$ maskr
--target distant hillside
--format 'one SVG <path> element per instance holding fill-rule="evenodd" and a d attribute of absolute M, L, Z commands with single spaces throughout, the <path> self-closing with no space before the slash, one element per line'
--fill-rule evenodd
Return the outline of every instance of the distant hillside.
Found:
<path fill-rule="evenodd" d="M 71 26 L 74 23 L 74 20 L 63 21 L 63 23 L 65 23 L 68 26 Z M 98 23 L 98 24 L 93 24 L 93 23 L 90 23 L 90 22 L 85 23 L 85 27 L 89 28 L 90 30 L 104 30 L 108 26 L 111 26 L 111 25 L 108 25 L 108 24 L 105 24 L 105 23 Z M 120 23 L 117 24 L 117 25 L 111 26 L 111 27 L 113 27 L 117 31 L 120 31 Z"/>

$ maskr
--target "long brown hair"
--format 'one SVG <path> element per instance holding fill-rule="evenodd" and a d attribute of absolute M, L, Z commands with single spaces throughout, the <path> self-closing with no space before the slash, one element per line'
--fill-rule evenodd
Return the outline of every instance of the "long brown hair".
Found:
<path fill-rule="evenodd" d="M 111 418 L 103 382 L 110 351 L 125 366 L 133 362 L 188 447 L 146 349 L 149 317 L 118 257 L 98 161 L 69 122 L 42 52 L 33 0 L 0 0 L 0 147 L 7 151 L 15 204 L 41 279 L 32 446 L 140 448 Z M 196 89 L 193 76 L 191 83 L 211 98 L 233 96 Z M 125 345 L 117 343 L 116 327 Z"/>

- What you need to do: Arrange every line of the rows above as a JSON list of strings, with one string per line and blank lines left out.

- Response below:
[
  "$ maskr",
  "--target distant hillside",
  "--format 'one SVG <path> element per instance holding fill-rule=\"evenodd\" and a d attribute of absolute M, L, Z commands with single spaces throughout, the <path> self-closing with no space before the slash, one element per line'",
  "--fill-rule evenodd",
  "Return the outline of every instance of the distant hillside.",
  "Found:",
  "<path fill-rule=\"evenodd\" d=\"M 71 26 L 74 23 L 74 20 L 63 21 L 63 23 L 65 23 L 68 26 Z M 98 23 L 98 24 L 93 24 L 93 23 L 90 23 L 90 22 L 85 23 L 85 27 L 89 28 L 90 30 L 104 30 L 108 26 L 111 26 L 111 25 L 108 25 L 108 24 L 105 24 L 105 23 Z M 120 23 L 117 24 L 117 25 L 111 26 L 111 27 L 113 27 L 117 31 L 120 31 Z\"/>",
  "$ maskr",
  "--target \"long brown hair\"",
  "--format 'one SVG <path> element per instance holding fill-rule=\"evenodd\" and a d attribute of absolute M, L, Z commands with single spaces throughout, the <path> self-closing with no space before the slash, one element per line'",
  "--fill-rule evenodd",
  "Return the outline of every instance of the \"long brown hair\".",
  "Found:",
  "<path fill-rule=\"evenodd\" d=\"M 111 418 L 103 382 L 110 351 L 125 366 L 133 362 L 188 447 L 146 349 L 149 317 L 118 257 L 98 161 L 69 122 L 42 52 L 33 0 L 0 0 L 0 147 L 7 151 L 15 204 L 41 279 L 32 446 L 140 448 Z M 196 89 L 193 76 L 191 83 L 211 98 L 233 96 Z M 125 345 L 117 343 L 116 327 Z\"/>"
]